## Document section
-=-=-=-=-
Capgras delusion is a psychiatric disorder in which a person holds a delusion that a friend, spouse, parent, or other close family member (or pet) has been replaced by an identical impostor (2). The same could sarcastically be said about nurse practitioners replacing physicians. The referenced article is by one of my favorite authors, but this blog is not about this article per se, but about how the reference to low quality studies often used as ‘proof’ to justify such a replacement. This is an item that I find disturbing the notion that often cited ‘evidence’ is misrepresented, misread, manipulated, and often low quality with many biases. The reason I blog about it is the pursuit of truth. My former profession is shooting themselves in the foot by often manipulating and misrepresenting data and research. I’ll say it again, one profession is not a substitute for another profession. The article references Laurant M, van der Biezen M, Wijers N, Watananirun K, Kontopantelis E, van Vught AJAH. Nurses as substitutes for doctors in primary care. Cochrane Database of Systematic Reviews 2018, Issue 7. Art. No.: CD001271. DOI: 10.1002/14651858.CD001271.pub3 (3) as an example of low quality evidence:
most of the studies that purport to show NP safety have been of low quality, often following healthy patients over very short time frames, with one often-cited study having a time frame of only two weeks. These studies were not appropriately designed to show whether nurse practitioners, especially practicing independently, can safely and effectively care for patients over the course of a lifetime in a primary care role (1).
-=-=-=-=-
[Region pointing data]

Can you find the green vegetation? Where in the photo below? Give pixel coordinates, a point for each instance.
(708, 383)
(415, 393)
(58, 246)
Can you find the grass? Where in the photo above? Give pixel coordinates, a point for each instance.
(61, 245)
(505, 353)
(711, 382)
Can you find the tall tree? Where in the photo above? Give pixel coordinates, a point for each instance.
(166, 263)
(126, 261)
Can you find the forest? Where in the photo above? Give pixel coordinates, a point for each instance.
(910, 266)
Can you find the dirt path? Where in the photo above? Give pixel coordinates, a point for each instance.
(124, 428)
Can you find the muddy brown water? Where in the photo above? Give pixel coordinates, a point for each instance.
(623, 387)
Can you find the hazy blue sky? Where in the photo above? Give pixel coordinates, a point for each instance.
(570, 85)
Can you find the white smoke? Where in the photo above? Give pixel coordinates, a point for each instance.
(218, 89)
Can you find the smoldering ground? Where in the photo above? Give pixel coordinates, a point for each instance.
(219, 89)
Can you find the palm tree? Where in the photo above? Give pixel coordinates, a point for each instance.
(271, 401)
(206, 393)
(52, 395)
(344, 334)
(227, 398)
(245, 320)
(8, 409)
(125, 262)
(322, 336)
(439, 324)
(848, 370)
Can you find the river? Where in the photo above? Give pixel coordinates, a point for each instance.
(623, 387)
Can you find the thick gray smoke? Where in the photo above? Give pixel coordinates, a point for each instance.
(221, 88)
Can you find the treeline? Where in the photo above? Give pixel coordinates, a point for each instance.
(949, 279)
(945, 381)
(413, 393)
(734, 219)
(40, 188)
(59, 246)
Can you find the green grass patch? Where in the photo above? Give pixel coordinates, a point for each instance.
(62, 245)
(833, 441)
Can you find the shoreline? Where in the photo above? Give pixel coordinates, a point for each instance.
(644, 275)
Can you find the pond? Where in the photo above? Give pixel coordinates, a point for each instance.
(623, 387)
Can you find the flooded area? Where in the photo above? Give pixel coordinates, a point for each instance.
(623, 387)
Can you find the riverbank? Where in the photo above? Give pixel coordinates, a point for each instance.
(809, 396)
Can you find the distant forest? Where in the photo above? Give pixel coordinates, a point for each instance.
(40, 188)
-=-=-=-=-
Answer these questions from the blog post on nurse practitioners:
(a) Who might a person with Capgras delusion believe has been replaced by an identical impostor?
(b) What reason does the writer give for blogging about this topic?
(c) What time frame did the one often-cited study have?

## Result of the task
(a) A friend, spouse, parent, or other close family member (or pet).
(b) The pursuit of truth.
(c) Only two weeks.